§ Task objective
Provide an exact reproduction of every entry.

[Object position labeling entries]
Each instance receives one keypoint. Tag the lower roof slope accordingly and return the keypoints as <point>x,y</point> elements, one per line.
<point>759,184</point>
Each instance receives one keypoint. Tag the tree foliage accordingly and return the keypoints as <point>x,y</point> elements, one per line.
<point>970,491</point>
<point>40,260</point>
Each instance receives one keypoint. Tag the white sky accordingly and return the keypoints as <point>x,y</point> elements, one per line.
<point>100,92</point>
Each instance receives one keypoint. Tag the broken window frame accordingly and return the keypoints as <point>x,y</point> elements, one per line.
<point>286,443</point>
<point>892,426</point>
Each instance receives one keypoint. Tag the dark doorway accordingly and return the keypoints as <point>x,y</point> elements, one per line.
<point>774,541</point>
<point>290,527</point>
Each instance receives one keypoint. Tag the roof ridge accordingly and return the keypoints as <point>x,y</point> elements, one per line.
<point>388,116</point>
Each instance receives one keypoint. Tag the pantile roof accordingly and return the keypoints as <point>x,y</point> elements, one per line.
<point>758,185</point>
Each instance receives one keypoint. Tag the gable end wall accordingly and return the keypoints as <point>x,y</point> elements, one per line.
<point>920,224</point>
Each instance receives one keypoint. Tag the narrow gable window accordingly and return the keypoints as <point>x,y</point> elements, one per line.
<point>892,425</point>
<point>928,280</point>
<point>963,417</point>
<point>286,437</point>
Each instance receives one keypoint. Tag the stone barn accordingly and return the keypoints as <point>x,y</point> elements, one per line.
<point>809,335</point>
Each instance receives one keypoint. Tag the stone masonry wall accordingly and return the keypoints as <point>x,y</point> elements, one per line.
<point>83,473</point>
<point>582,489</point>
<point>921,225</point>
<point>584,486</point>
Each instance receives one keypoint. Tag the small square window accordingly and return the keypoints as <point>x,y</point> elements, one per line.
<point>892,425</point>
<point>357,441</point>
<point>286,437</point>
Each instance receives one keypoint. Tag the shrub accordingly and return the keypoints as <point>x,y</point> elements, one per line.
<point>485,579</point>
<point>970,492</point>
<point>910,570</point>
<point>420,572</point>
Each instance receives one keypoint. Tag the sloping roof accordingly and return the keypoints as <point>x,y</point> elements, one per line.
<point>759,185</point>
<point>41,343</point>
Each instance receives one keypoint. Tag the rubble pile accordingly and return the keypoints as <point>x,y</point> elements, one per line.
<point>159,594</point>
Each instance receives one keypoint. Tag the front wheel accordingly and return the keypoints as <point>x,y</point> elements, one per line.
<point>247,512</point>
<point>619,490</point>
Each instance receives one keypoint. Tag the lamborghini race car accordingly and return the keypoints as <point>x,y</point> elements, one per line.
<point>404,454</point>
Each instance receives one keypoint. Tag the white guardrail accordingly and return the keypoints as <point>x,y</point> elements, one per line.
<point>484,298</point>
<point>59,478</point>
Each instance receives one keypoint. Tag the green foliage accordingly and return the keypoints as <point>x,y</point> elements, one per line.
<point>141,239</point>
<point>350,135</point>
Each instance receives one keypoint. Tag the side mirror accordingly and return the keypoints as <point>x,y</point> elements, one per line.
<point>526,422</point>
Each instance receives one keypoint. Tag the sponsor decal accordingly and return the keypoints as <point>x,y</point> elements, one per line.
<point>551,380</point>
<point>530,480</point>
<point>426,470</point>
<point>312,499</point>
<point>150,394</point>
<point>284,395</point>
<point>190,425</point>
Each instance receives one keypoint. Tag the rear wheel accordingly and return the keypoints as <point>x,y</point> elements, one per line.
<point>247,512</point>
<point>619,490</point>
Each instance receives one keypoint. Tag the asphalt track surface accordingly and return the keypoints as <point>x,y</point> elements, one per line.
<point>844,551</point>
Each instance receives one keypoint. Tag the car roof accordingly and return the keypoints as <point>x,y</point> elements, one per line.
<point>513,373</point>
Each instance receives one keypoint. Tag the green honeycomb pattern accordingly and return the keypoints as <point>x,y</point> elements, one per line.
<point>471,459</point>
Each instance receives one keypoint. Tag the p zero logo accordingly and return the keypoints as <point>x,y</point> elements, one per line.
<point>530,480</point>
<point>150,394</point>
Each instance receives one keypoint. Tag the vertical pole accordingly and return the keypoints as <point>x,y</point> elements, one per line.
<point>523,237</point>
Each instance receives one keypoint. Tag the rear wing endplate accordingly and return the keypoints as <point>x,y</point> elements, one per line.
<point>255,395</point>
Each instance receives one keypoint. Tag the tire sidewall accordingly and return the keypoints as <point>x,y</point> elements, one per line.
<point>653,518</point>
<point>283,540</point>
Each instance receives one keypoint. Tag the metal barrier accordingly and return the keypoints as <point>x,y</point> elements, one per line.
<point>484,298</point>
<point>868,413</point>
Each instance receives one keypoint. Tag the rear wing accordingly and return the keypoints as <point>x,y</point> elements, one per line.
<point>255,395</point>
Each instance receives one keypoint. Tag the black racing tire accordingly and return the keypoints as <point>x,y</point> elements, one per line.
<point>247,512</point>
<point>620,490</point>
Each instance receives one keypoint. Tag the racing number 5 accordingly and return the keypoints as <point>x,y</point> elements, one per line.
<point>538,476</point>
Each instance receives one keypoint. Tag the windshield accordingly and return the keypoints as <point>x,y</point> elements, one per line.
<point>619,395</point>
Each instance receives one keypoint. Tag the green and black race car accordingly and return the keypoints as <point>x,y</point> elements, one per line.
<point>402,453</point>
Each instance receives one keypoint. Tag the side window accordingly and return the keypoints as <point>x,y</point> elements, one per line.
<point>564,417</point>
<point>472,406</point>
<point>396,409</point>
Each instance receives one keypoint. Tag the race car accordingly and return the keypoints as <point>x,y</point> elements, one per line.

§ Result for this task
Each instance receives one keypoint. Tag the lower roof slope accordingly and return the keypoints as <point>x,y</point> elements, one per line.
<point>759,184</point>
Each instance receives one keypoint. Tag the tree foliage accordingly and return the keypoints as <point>x,y</point> elements, one per line.
<point>970,491</point>
<point>40,260</point>
Each instance receives one keypoint. Tag the white sky accordingly and return the keypoints as <point>x,y</point> elements, one per line.
<point>100,92</point>
Each instance receives one keypoint. Tag the broken window frame accordingly and return the keypoints as <point>x,y</point> elements, one per line.
<point>286,443</point>
<point>892,426</point>
Each instance receives one keypoint. Tag the dark doorway accordingly and return the keypoints as <point>x,y</point> elements, one per line.
<point>774,541</point>
<point>290,527</point>
Each instance receives one keypoint. Tag the roof ridge accordingly and return the keypoints as <point>x,y</point> elements, one per line.
<point>388,116</point>
Each instance receives one keypoint. Tag the pantile roof accordingly and return the keypoints as <point>x,y</point> elements, one per line.
<point>758,185</point>
Each instance receives one keypoint. Tag the gable end wall accordingly and return the keypoints as <point>x,y</point> elements, one per line.
<point>920,224</point>
Each instance receives one keypoint. Tag the narrow gable window accordingly and return the keypoints as <point>x,y</point> elements, one per line.
<point>892,425</point>
<point>928,280</point>
<point>963,417</point>
<point>286,437</point>
Each instance receives one keypoint. Tag the stone barn accordingly and return the keypoints as <point>x,y</point> elements, one per line.
<point>809,335</point>
Each instance receives one keypoint. Tag the stone masonry wall accordingly and return the keypoints as <point>x,y</point> elements, one per line.
<point>83,473</point>
<point>582,489</point>
<point>921,225</point>
<point>584,486</point>
Each instance receives one keypoint. Tag the small square window accordingly and return the keypoints as <point>x,y</point> elements, one per line.
<point>892,425</point>
<point>357,441</point>
<point>286,437</point>
Each instance receives one keypoint. Tag the shrub accordingly and return the keypoints as <point>x,y</point> elements, one per line.
<point>485,579</point>
<point>970,492</point>
<point>910,570</point>
<point>420,572</point>
Each instance receives one keypoint. Tag the sloping roof accordingly and return the keypoints as <point>x,y</point> elements, one per line.
<point>759,185</point>
<point>41,343</point>
Each instance receives one keypoint. Tag the rubble pile accordingly and return the keypoints as <point>x,y</point> elements, one per line.
<point>159,594</point>
Each instance receives one keypoint. Tag the front wheel accordingly and return the keypoints as <point>x,y</point> elements, one per line.
<point>247,512</point>
<point>619,490</point>
Each instance receives one keypoint. Tag the lamborghini race car accordingly and return the keypoints as <point>x,y</point> elements, one per line.
<point>404,454</point>
Each instance receives one keypoint. Tag the white guardrail accordingly and return the keypoints as <point>x,y</point> elements, one per line.
<point>484,298</point>
<point>59,478</point>
Each instance receives one keypoint. Tag the green foliage accordingly and return the keypoints as <point>x,y</point> elements, one per line.
<point>141,239</point>
<point>350,135</point>
Each instance receives one keypoint. Tag the side mirror accordingly and return the keypoints as <point>x,y</point> elements, one per line.
<point>526,422</point>
Each instance receives one keypoint. Tag the sponsor decal accordingly and return the keypoints as <point>x,y</point> elements, one per line.
<point>551,380</point>
<point>530,480</point>
<point>426,470</point>
<point>312,499</point>
<point>150,394</point>
<point>284,395</point>
<point>190,425</point>
Each instance receives one keypoint. Tag the rear wheel accordingly and return the keypoints as <point>x,y</point> elements, one per line.
<point>247,512</point>
<point>619,490</point>
Each instance receives one keypoint. Tag the asphalt track surface accordingly and return the keypoints as <point>x,y</point> elements, one per line.
<point>844,551</point>
Each instance receives one keypoint. Tag the car roof accordingly and return the keypoints as <point>x,y</point> elements, one per line.
<point>513,373</point>
Each instance receives one keypoint. Tag the green honeycomb pattern accordingly and return the keypoints as <point>x,y</point> elements, one per line.
<point>471,459</point>
Each instance receives one keypoint. Tag the p zero logo accordingly and return the keypoints as <point>x,y</point> elements, one per line.
<point>530,480</point>
<point>150,394</point>
Each instance receives one keypoint. Tag the vertical pole accordingly and return the keypoints as <point>x,y</point> elements, one per line.
<point>523,237</point>
Each instance receives one keypoint. Tag the rear wing endplate accordingly and return the keypoints as <point>x,y</point> elements, one per line.
<point>255,395</point>
Each instance receives one keypoint. Tag the tire sidewall accordingly and return the keypoints as <point>x,y</point> elements, one per line.
<point>653,518</point>
<point>283,540</point>
Each instance receives one keypoint. Tag the metal barrier accordingly and return the keypoints as <point>x,y</point> elements, one per line.
<point>484,298</point>
<point>868,413</point>
Each instance receives one keypoint. Tag the rear wing accordingly and return the keypoints as <point>x,y</point> elements, one per line.
<point>255,395</point>
Each instance receives one keypoint. Tag the black racing tire accordingly and return the keypoints as <point>x,y</point> elements, one per line.
<point>247,512</point>
<point>620,490</point>
Each instance receives one keypoint. Tag the racing number 5 accordingly and return the keypoints as <point>x,y</point> elements, one per line.
<point>538,476</point>
Each instance receives one keypoint. Tag the windshield accordingly and return the keypoints as <point>x,y</point> elements, one per line.
<point>619,395</point>
Each instance receives one keypoint. Tag the green and black race car accordingly and return the keypoints as <point>x,y</point> elements, one per line.
<point>402,453</point>
Each instance receives one keypoint. Tag the side window accordingly and return the keypoints as <point>x,y</point> elements, one per line.
<point>564,417</point>
<point>472,406</point>
<point>396,409</point>
Each instance receives one keypoint. Tag the race car accordingly and return the keypoints as <point>x,y</point> elements, one per line.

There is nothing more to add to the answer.